_Given text_.
>> Start
Maharaja Jaswant Singh

Maharaja Jaswant Singh (1851, r.1853-1893)
Maharaja of Bharatpur

Albumen print on carte-de-visite, c. 1875
Size: 4 x 2.5 in. (10.2 x 6.4 cm)

Inscription: HH the Maharajah of Bharatpore

Maharaja Jaswant Singh was born in Deeg on 1st March 1851. He was the only son of Maharaja Balwant Singh and came to power as a minor in 1853. He received full powers in 1871, which were handed to him over by the regent Dhau Gyuii Ram. He married at Patiala on December 1859 with Maharani Bishan Kaur and his second marriage was in 1870 with Darya Kaur.

During his reign they opened a railway and established a cavalry and infantry regiment. The Maharaja was firm in his principles and invariably observed the religious rites and family customs. He took opportunities to visit Nathdwara, Hardwar and Pushkar. He built a temple of Brajendra Bihari at Sewar and regularly attended the service there.
>> End
_Challenges_.
• 1. Summarize the entry on Maharaja Jaswant Singh in two sentences.
• 2. Transcribe the entry on Maharaja Jaswant Singh word for word, everything from "Albumen print on" down to "with Darya Kaur.".
The records that follow the entry on Maharaja Jaswant Singh are not required for any of this work.

_Entries provided_.
>> Start
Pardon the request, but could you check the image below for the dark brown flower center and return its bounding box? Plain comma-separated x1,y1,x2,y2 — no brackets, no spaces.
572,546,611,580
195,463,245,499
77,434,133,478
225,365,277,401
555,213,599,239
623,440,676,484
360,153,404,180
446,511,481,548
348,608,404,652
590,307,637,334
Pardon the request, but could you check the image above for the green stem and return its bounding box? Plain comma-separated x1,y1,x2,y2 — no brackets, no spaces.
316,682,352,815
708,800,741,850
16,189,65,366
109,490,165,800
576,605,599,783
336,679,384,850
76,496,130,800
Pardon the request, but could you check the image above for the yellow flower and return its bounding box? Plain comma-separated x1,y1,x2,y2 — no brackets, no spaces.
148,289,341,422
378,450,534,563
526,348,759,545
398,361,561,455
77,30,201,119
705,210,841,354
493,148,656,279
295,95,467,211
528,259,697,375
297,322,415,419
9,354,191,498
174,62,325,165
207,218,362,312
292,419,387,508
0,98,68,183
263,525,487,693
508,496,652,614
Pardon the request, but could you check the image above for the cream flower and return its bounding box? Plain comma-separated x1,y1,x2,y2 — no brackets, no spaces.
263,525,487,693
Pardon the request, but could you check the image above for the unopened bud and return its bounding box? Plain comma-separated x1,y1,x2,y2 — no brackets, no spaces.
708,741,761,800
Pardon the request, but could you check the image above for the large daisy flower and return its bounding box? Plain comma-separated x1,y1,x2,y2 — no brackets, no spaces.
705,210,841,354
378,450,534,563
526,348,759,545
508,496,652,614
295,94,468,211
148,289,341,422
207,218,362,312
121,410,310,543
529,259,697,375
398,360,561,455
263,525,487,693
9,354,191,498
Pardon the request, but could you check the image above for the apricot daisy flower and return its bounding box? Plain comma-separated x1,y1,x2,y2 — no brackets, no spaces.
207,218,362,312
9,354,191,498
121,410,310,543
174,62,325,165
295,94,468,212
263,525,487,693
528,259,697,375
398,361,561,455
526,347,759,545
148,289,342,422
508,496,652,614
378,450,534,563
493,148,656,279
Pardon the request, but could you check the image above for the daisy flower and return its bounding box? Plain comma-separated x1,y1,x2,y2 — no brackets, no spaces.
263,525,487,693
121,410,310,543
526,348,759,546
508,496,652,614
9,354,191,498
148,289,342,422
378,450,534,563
>> End
_Answers in order_.
• 1. The entry describes a carte-de-visite albumen print, c. 1875, of Maharaja Jaswant Singh of Bharatpur, who was born in Deeg on 1 March 1851, came to power as a minor in 1853, and received full powers from the regent Dhau Gyuii Ram in 1871. He married Maharani Bishan Kaur in 1859 and Darya Kaur in 1870, observed religious rites and family customs, visited Nathdwara, Hardwar and Pushkar, and built a temple of Brajendra Bihari at Sewar.

• 2.
Albumen print on carte-de-visite, c. 1875
Size: 4 x 2.5 in. (10.2 x 6.4 cm)

Inscription: HH the Maharajah of Bharatpore

Maharaja Jaswant Singh was born in Deeg on 1st March 1851. He was the only son of Maharaja Balwant Singh and came to power as a minor in 1853. He received full powers in 1871, which were handed to him over by the regent Dhau Gyuii Ram. He married at Patiala on December 1859 with Maharani Bishan Kaur and his second marriage was in 1870 with Darya Kaur.